**DATA TO PROCESS**
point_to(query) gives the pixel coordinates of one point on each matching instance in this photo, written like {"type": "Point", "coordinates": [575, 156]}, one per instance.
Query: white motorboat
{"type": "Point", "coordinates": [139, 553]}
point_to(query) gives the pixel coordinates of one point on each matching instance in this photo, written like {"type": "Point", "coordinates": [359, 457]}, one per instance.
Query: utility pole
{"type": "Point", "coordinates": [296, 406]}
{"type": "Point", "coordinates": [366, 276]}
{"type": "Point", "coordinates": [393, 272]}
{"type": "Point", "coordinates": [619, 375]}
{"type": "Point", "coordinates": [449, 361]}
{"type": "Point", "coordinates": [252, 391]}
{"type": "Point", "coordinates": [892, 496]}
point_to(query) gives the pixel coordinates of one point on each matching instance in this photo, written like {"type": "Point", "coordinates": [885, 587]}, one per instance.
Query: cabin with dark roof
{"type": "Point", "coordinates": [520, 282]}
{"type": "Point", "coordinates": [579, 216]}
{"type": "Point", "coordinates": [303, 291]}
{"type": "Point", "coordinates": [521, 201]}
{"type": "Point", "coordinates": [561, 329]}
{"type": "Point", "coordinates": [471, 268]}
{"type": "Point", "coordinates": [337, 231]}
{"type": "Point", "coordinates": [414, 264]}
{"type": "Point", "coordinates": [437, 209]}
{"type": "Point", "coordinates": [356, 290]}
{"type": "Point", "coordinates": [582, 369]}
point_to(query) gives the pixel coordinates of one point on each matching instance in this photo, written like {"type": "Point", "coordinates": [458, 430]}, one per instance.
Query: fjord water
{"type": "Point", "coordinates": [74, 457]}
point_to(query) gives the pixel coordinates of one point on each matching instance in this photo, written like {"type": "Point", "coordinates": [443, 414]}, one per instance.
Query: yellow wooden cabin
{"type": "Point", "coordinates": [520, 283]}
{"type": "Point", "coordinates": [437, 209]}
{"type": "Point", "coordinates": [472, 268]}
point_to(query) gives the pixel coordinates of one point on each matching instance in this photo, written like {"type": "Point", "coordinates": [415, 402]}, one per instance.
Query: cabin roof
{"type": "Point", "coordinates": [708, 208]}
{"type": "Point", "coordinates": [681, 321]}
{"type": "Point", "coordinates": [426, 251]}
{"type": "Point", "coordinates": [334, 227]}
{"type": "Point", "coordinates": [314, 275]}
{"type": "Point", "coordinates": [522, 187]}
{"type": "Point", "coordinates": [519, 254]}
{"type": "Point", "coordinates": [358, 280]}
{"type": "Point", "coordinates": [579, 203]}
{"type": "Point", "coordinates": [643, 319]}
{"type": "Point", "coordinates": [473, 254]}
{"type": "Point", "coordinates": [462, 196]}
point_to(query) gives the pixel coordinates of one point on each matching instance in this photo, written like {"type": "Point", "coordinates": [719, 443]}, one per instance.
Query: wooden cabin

**EXERCISE DESCRIPTION**
Every entry must be retyped in full, exactly as given.

**REPLY TO THE EXERCISE**
point_to(query) gives the pixel coordinates of one point on each matching instance in this photo, written like {"type": "Point", "coordinates": [575, 156]}, one per instance.
Query: white motorboat
{"type": "Point", "coordinates": [139, 553]}
point_to(query) gives the pixel coordinates of one point on each matching instance in this photo, written like {"type": "Point", "coordinates": [359, 457]}, one per instance.
Query: utility pole
{"type": "Point", "coordinates": [296, 406]}
{"type": "Point", "coordinates": [366, 276]}
{"type": "Point", "coordinates": [393, 272]}
{"type": "Point", "coordinates": [619, 375]}
{"type": "Point", "coordinates": [449, 361]}
{"type": "Point", "coordinates": [252, 391]}
{"type": "Point", "coordinates": [892, 496]}
point_to(query) gives the pixel coordinates of one point on each matching instance in this photo, written like {"type": "Point", "coordinates": [885, 587]}, one per instance.
Query: cabin with dark roof
{"type": "Point", "coordinates": [520, 282]}
{"type": "Point", "coordinates": [579, 216]}
{"type": "Point", "coordinates": [303, 291]}
{"type": "Point", "coordinates": [521, 201]}
{"type": "Point", "coordinates": [561, 329]}
{"type": "Point", "coordinates": [471, 268]}
{"type": "Point", "coordinates": [337, 231]}
{"type": "Point", "coordinates": [414, 264]}
{"type": "Point", "coordinates": [437, 209]}
{"type": "Point", "coordinates": [356, 290]}
{"type": "Point", "coordinates": [582, 369]}
point_to(query) gives the pixel coordinates of one point on each matching instance in this photo, written like {"type": "Point", "coordinates": [458, 430]}, one per instance.
Query: fjord water
{"type": "Point", "coordinates": [74, 457]}
point_to(query) gives the pixel coordinates of one point on each matching instance in this photo, written like {"type": "Point", "coordinates": [443, 414]}, one per instance.
Query: yellow wooden cabin
{"type": "Point", "coordinates": [520, 283]}
{"type": "Point", "coordinates": [437, 209]}
{"type": "Point", "coordinates": [472, 268]}
point_to(query) gives the pixel coordinates of one point on each matching instance in this photo, written like {"type": "Point", "coordinates": [415, 402]}, one per instance.
Query: cabin roof
{"type": "Point", "coordinates": [708, 208]}
{"type": "Point", "coordinates": [681, 321]}
{"type": "Point", "coordinates": [426, 251]}
{"type": "Point", "coordinates": [334, 227]}
{"type": "Point", "coordinates": [314, 275]}
{"type": "Point", "coordinates": [522, 187]}
{"type": "Point", "coordinates": [519, 254]}
{"type": "Point", "coordinates": [358, 280]}
{"type": "Point", "coordinates": [579, 203]}
{"type": "Point", "coordinates": [643, 319]}
{"type": "Point", "coordinates": [473, 254]}
{"type": "Point", "coordinates": [462, 196]}
point_to(query) gives the pixel coordinates of one point on each matching instance in this photo, written like {"type": "Point", "coordinates": [719, 443]}, one per instance.
Query: wooden cabin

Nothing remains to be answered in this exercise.